Article:
-*-*-

Users are shared between ucp and dtr.
A grant is made up of a subject, a role, and a resource set.
Swarm uses 10.0.0.0/8 network as default address pool
Service constraints let you define criteria for a node to meet before the scheduler deploys a service to the node. You can apply constraints to the service based upon node attributes and metadata or engine metadata. For example
docker service create --name redis --constraint node.platform.os==linux --constraint node.labels.type==queue redis:3.0.6
- In the above example “node.platform.os” is default metadata for nodes and “node.labels.type” is a custom label applied on the node.
- Adding a label to the node
docker node update --label-add webapp nginx
We should maintain an Odd Number of nodes within the swarm cluster. For example, if you have 3 managers, you can lose only one master node in the cluster. 5 manager node clusters can tolerate the failure of 2 nodes.

-*-*-

Input:
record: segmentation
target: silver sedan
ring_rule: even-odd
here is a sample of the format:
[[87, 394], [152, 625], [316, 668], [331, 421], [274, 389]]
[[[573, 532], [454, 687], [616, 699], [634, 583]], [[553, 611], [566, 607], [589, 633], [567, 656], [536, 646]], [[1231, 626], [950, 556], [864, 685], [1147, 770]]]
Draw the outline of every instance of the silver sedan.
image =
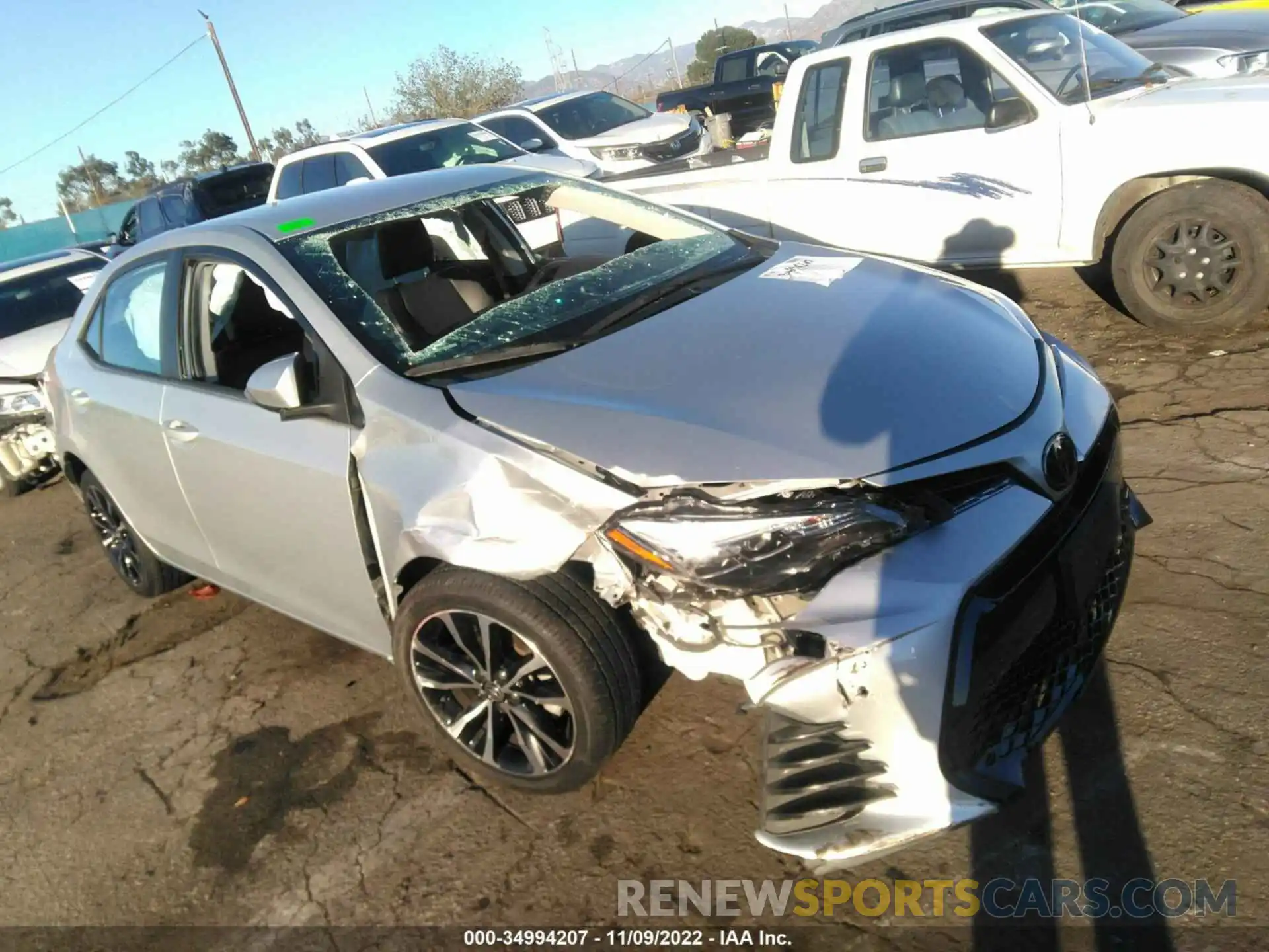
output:
[[758, 835], [821, 869], [1018, 792], [1147, 520], [1105, 388], [1008, 300], [524, 169], [147, 241], [47, 386], [138, 594], [202, 576], [390, 659], [529, 791], [591, 778], [664, 665], [731, 677]]

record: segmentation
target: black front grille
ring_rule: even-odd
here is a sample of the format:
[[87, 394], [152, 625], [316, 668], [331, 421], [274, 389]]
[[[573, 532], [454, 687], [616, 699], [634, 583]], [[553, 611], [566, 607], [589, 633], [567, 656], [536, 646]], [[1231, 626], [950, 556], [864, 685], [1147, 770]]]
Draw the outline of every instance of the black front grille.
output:
[[786, 835], [843, 823], [893, 796], [874, 779], [886, 764], [868, 758], [867, 740], [841, 737], [845, 730], [845, 724], [807, 724], [766, 712], [764, 830]]
[[503, 211], [506, 212], [506, 217], [516, 225], [524, 225], [527, 221], [546, 218], [552, 213], [552, 209], [547, 207], [546, 202], [533, 198], [532, 195], [520, 195], [503, 202]]
[[688, 129], [666, 142], [654, 142], [643, 146], [643, 156], [654, 162], [667, 162], [692, 155], [700, 147], [700, 129]]
[[939, 763], [1000, 800], [1079, 696], [1110, 636], [1133, 528], [1112, 418], [1075, 487], [966, 595], [952, 640]]

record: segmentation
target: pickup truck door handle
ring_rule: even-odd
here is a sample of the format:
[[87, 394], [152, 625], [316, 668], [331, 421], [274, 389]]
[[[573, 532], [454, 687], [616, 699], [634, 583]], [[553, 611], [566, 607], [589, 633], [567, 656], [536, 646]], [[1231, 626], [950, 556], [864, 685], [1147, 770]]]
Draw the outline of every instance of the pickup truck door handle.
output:
[[179, 439], [181, 443], [188, 443], [198, 437], [198, 430], [184, 420], [168, 420], [164, 429], [168, 430], [169, 437]]

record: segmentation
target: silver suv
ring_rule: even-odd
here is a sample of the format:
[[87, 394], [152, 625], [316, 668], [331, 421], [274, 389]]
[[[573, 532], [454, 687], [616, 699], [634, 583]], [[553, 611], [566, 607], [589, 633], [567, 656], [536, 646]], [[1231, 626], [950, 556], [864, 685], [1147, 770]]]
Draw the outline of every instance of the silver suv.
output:
[[1146, 522], [1105, 388], [1008, 300], [505, 166], [146, 242], [48, 392], [135, 592], [199, 575], [390, 659], [529, 791], [591, 778], [661, 661], [728, 675], [758, 835], [821, 868], [1020, 788]]

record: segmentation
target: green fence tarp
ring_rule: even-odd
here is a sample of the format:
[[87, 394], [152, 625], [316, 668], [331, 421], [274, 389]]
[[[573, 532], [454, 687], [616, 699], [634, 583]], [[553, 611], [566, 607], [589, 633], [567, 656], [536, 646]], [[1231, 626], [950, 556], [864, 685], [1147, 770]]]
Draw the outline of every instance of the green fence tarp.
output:
[[65, 217], [0, 228], [0, 261], [11, 261], [14, 258], [25, 258], [41, 251], [53, 251], [80, 241], [104, 241], [112, 231], [118, 231], [123, 213], [131, 207], [132, 202], [129, 201], [89, 208], [86, 212], [75, 212], [71, 216], [71, 221], [75, 222], [75, 232], [66, 225]]

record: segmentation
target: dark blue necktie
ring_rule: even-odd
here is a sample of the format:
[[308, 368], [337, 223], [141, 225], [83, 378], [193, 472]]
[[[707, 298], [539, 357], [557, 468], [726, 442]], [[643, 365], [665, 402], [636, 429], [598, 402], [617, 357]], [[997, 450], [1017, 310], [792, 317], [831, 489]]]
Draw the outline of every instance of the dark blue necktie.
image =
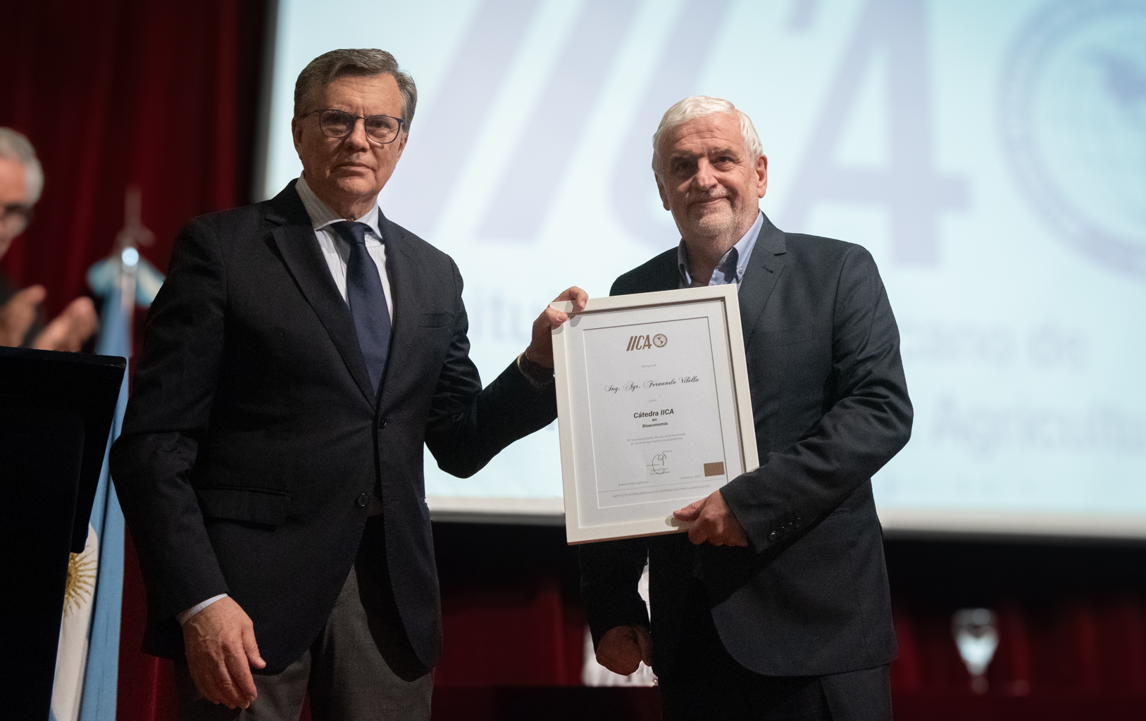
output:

-*-*-

Exercise tasks:
a) Answer these from the Docker Swarm notes:
(i) What network does Swarm use as its default address pool?
(ii) What three things make up a grant?
(iii) How many node failures can a cluster with 5 manager nodes tolerate?
b) Print the records from their first line through the line that contains "665], [731, 677]]", inclusive. Leave the pictures out.
The Docker Swarm notes and the records were taken from unrelated sources.

Expected results:
a)
(i) 10.0.0.0/8
(ii) A subject, a role, and a resource set
(iii) 2

b)
record: segmentation
target: silver sedan
ring_rule: even-odd
here is a sample of the format:
[[87, 394], [152, 625], [316, 668], [331, 421], [274, 389]]
[[[573, 532], [454, 687], [616, 699], [634, 583]], [[553, 611], [566, 607], [589, 633], [567, 656], [536, 646]], [[1231, 626], [950, 556], [864, 685], [1147, 770]]]
Draw the outline of every instance of the silver sedan.
image =
output:
[[758, 835], [821, 869], [1018, 792], [1147, 520], [1105, 388], [1008, 300], [524, 169], [147, 241], [47, 386], [138, 594], [202, 576], [390, 659], [529, 791], [591, 778], [664, 665], [731, 677]]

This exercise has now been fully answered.